● **What to work on**
Copy the data verbatim, starting at the line containing "of the <item>desk</item>?" and ending with the line containing "[[[21,174],[35,183],[96,183],[98,177],[91,159],[30,168]]]", both lines included.
:::
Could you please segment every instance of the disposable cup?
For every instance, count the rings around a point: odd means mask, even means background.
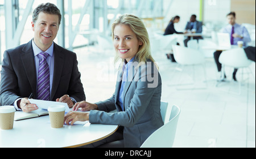
[[[63,105],[53,105],[48,108],[52,128],[61,128],[63,127],[65,115],[65,106]]]
[[[0,128],[10,130],[13,128],[14,114],[16,110],[13,106],[0,106]]]

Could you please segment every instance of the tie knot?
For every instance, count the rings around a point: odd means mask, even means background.
[[[42,57],[43,59],[46,59],[49,54],[47,53],[42,52],[39,54],[39,55]]]

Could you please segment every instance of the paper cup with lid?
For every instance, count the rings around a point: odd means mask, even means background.
[[[48,108],[52,128],[61,128],[63,127],[65,116],[65,106],[63,105],[52,105]]]
[[[13,128],[14,114],[16,110],[13,106],[0,106],[0,128],[10,130]]]

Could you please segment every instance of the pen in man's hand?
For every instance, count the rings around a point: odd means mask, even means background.
[[[30,99],[33,96],[33,93],[31,93],[31,94],[30,94],[30,96],[28,97],[28,99]],[[25,105],[24,105],[24,106],[26,106],[26,105],[28,103],[26,102],[25,103]]]

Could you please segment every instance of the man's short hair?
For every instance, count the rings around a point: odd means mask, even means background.
[[[41,12],[46,14],[57,15],[59,16],[59,25],[61,20],[61,14],[60,10],[53,4],[50,3],[42,3],[39,5],[33,11],[32,20],[35,23],[38,20],[38,15]]]
[[[229,15],[233,15],[234,18],[236,18],[236,12],[230,12],[230,13],[229,13],[226,16],[229,16]]]

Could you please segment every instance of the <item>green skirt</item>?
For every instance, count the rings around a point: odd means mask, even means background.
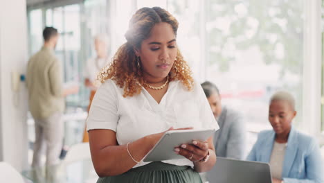
[[[176,166],[154,162],[132,168],[121,175],[100,177],[97,183],[170,182],[202,183],[199,174],[188,166]]]

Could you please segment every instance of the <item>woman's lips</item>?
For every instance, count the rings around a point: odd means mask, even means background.
[[[170,64],[163,64],[157,65],[157,67],[162,69],[168,69],[168,67],[169,67],[169,65]]]

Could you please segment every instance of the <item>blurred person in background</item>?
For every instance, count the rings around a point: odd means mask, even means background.
[[[89,103],[88,105],[88,112],[90,110],[92,99],[93,98],[97,87],[96,85],[96,80],[97,75],[102,67],[110,62],[110,58],[108,55],[109,39],[108,36],[105,34],[98,34],[94,37],[94,46],[96,56],[93,58],[87,60],[84,69],[84,85],[90,89]],[[84,128],[83,134],[83,142],[89,142],[89,135]]]
[[[269,163],[273,183],[323,183],[319,145],[291,125],[296,114],[289,93],[274,94],[269,107],[273,130],[260,132],[247,160]]]
[[[35,141],[33,167],[42,166],[41,153],[46,146],[46,165],[56,164],[63,142],[62,114],[64,97],[78,92],[78,86],[63,87],[63,73],[55,55],[59,34],[53,27],[43,31],[44,46],[28,63],[26,83],[29,110],[35,120]]]
[[[202,182],[216,162],[213,137],[174,147],[183,157],[144,162],[168,130],[218,129],[177,44],[179,23],[159,7],[129,21],[127,42],[98,75],[87,121],[97,182]]]
[[[237,159],[245,158],[246,128],[243,116],[237,112],[222,105],[217,87],[206,81],[201,84],[219,130],[214,135],[216,155]]]

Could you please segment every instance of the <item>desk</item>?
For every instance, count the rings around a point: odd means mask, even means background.
[[[21,174],[35,183],[96,183],[98,177],[91,159],[30,168]]]

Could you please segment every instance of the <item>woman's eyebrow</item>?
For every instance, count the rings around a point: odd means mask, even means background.
[[[169,44],[169,43],[171,43],[172,42],[175,42],[176,41],[176,39],[173,39],[171,41],[168,41],[167,42],[167,44]],[[161,42],[150,42],[148,44],[162,44]]]

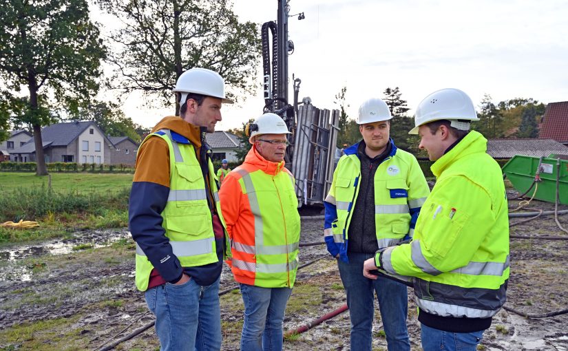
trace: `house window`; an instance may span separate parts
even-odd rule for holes
[[[227,158],[227,153],[224,152],[214,152],[211,155],[211,160],[213,161],[220,161],[223,158]]]

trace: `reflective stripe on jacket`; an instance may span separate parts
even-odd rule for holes
[[[220,191],[233,255],[227,263],[240,283],[294,285],[300,221],[294,178],[284,163],[264,160],[253,147]]]
[[[169,149],[170,189],[167,203],[161,215],[165,235],[169,240],[173,254],[182,267],[218,262],[205,180],[193,146],[189,140],[187,143],[175,141],[169,129],[149,134],[143,143],[154,137],[163,139]],[[221,223],[226,227],[219,206],[216,178],[211,160],[209,176],[213,202]],[[136,259],[136,287],[145,291],[154,266],[138,244]]]
[[[436,160],[414,240],[380,255],[387,272],[414,277],[417,304],[430,314],[490,318],[505,304],[507,204],[501,169],[486,151],[472,131]]]
[[[375,173],[375,220],[379,248],[412,237],[420,209],[430,193],[424,174],[412,154],[392,139],[391,151]],[[326,198],[324,235],[328,251],[347,261],[351,214],[359,192],[359,143],[345,150]],[[354,235],[354,233],[350,233]]]

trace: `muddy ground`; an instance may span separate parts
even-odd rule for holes
[[[514,208],[518,202],[511,200],[509,206]],[[554,204],[536,200],[530,206],[554,210]],[[568,215],[559,218],[568,227]],[[512,219],[511,222],[518,220]],[[319,242],[322,233],[322,219],[302,220],[302,242]],[[554,216],[512,226],[511,233],[568,238],[556,226]],[[65,242],[0,248],[0,350],[98,350],[112,342],[106,341],[151,322],[143,296],[134,287],[134,248],[127,231],[85,231],[76,237]],[[88,243],[94,246],[90,248],[85,246]],[[301,263],[326,255],[322,245],[302,247],[300,253]],[[528,314],[568,308],[567,255],[568,241],[512,239],[505,306]],[[221,290],[235,286],[225,267]],[[409,297],[410,341],[412,349],[419,350],[419,326],[410,289]],[[298,273],[284,329],[295,329],[344,303],[337,265],[325,256]],[[238,290],[222,296],[221,306],[222,350],[238,350],[243,310]],[[380,315],[375,310],[373,345],[376,350],[386,350]],[[567,330],[568,315],[536,319],[502,310],[485,332],[480,350],[568,350]],[[158,348],[153,328],[116,348]],[[348,312],[288,338],[284,348],[348,350]]]

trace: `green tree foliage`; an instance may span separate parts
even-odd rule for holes
[[[171,89],[186,70],[219,73],[233,92],[251,93],[261,45],[257,26],[239,22],[228,0],[101,0],[124,28],[110,36],[116,52],[113,81],[124,92],[143,92],[172,103]],[[176,115],[179,106],[176,104]]]
[[[473,128],[487,138],[537,138],[538,121],[546,109],[545,104],[532,98],[515,98],[494,104],[489,94],[484,96],[481,107],[477,114],[480,120],[474,122]]]
[[[247,122],[244,122],[242,123],[242,128],[235,128],[227,131],[227,132],[237,136],[239,138],[239,141],[240,142],[241,145],[243,147],[242,149],[239,149],[235,152],[237,158],[239,159],[239,162],[241,163],[244,161],[244,158],[246,156],[246,154],[249,153],[249,151],[253,147],[253,145],[251,145],[251,143],[249,142],[249,137],[244,134],[244,127],[246,126],[247,123],[252,123],[254,121],[254,118],[251,118]]]
[[[32,125],[36,173],[45,175],[41,127],[56,118],[53,111],[76,111],[98,89],[105,49],[85,0],[8,0],[0,13],[3,113]]]
[[[481,108],[481,110],[477,114],[479,120],[472,123],[473,129],[487,138],[503,137],[505,134],[503,130],[503,111],[492,102],[490,94],[483,95]]]
[[[72,120],[92,120],[105,134],[109,136],[127,136],[136,142],[141,141],[141,136],[137,131],[138,126],[132,118],[125,116],[120,106],[114,103],[97,101],[79,114]]]
[[[537,111],[534,106],[528,106],[523,111],[520,125],[518,126],[518,138],[538,138],[538,125],[536,123]]]
[[[390,120],[390,138],[395,140],[397,147],[416,154],[418,151],[418,141],[415,136],[408,134],[414,127],[414,119],[406,115],[410,109],[406,106],[406,100],[401,98],[399,87],[394,89],[388,87],[383,92],[383,100],[390,109],[392,119]]]
[[[402,93],[400,92],[399,87],[395,87],[395,89],[390,87],[385,89],[383,95],[384,96],[383,100],[393,116],[406,116],[406,111],[410,109],[406,107],[406,100],[401,98]]]

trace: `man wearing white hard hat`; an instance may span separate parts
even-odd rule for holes
[[[184,72],[173,92],[180,116],[158,122],[136,157],[129,204],[136,287],[156,316],[160,350],[220,350],[228,236],[204,136],[232,102],[223,78],[204,68]]]
[[[409,244],[379,250],[372,270],[412,277],[425,351],[474,351],[505,301],[509,219],[501,167],[470,123],[473,103],[457,89],[428,95],[410,134],[436,178]]]
[[[375,293],[388,350],[410,350],[406,286],[361,274],[378,249],[412,237],[429,193],[416,158],[390,138],[391,118],[382,100],[363,103],[357,120],[363,140],[344,150],[324,203],[326,244],[347,294],[351,350],[371,350]]]
[[[295,180],[284,160],[290,132],[280,116],[269,113],[245,133],[253,147],[219,191],[231,242],[227,263],[244,304],[240,350],[277,351],[299,242]]]

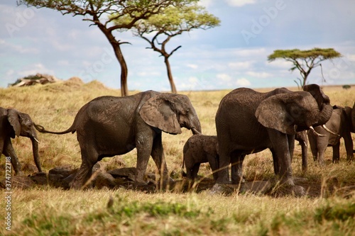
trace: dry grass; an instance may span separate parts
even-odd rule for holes
[[[324,88],[332,104],[343,106],[352,106],[354,90]],[[216,134],[214,116],[219,101],[228,92],[182,93],[192,101],[204,134]],[[119,96],[120,93],[97,82],[87,84],[67,82],[0,89],[0,106],[27,113],[34,122],[48,130],[64,130],[71,125],[77,111],[84,103],[102,95]],[[182,147],[190,135],[191,132],[185,129],[179,135],[163,134],[165,158],[170,171],[180,171]],[[80,166],[81,157],[75,134],[39,134],[39,139],[45,171],[57,166]],[[33,164],[30,140],[20,137],[13,142],[23,166]],[[199,193],[146,193],[124,189],[80,191],[43,186],[29,190],[13,189],[12,230],[6,230],[1,223],[0,235],[351,235],[355,232],[355,196],[349,193],[348,189],[355,185],[355,164],[346,162],[344,143],[340,153],[339,164],[329,163],[332,152],[328,148],[325,157],[328,164],[322,167],[315,165],[310,154],[309,171],[304,174],[301,170],[300,147],[296,146],[293,163],[294,176],[307,178],[308,184],[305,186],[310,193],[318,194],[312,198],[273,198],[237,193],[224,196],[209,195],[207,191]],[[120,157],[105,158],[102,162],[109,162],[108,166],[114,168],[134,167],[136,160],[133,150]],[[4,157],[0,159],[1,176],[3,167]],[[148,171],[155,170],[151,160]],[[199,174],[209,175],[208,165],[202,165]],[[273,170],[270,152],[248,155],[245,161],[244,175],[249,181],[271,178]],[[110,196],[114,199],[114,206],[107,209]],[[6,214],[3,206],[1,203],[1,218]]]

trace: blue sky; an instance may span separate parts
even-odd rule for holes
[[[221,26],[174,38],[170,57],[178,91],[295,86],[290,62],[267,61],[277,49],[332,47],[343,57],[315,68],[310,83],[355,84],[355,1],[352,0],[205,0]],[[96,26],[45,9],[0,4],[0,87],[37,72],[120,86],[120,67]],[[130,32],[116,38],[129,68],[129,90],[169,91],[163,59]]]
:::
● **Result of this task**
Could you please segment every instance of the <item>desk</item>?
For every instance, count the rings around a point: odd means mask, even means background.
[[[21,174],[35,183],[96,183],[98,177],[91,159],[30,168]]]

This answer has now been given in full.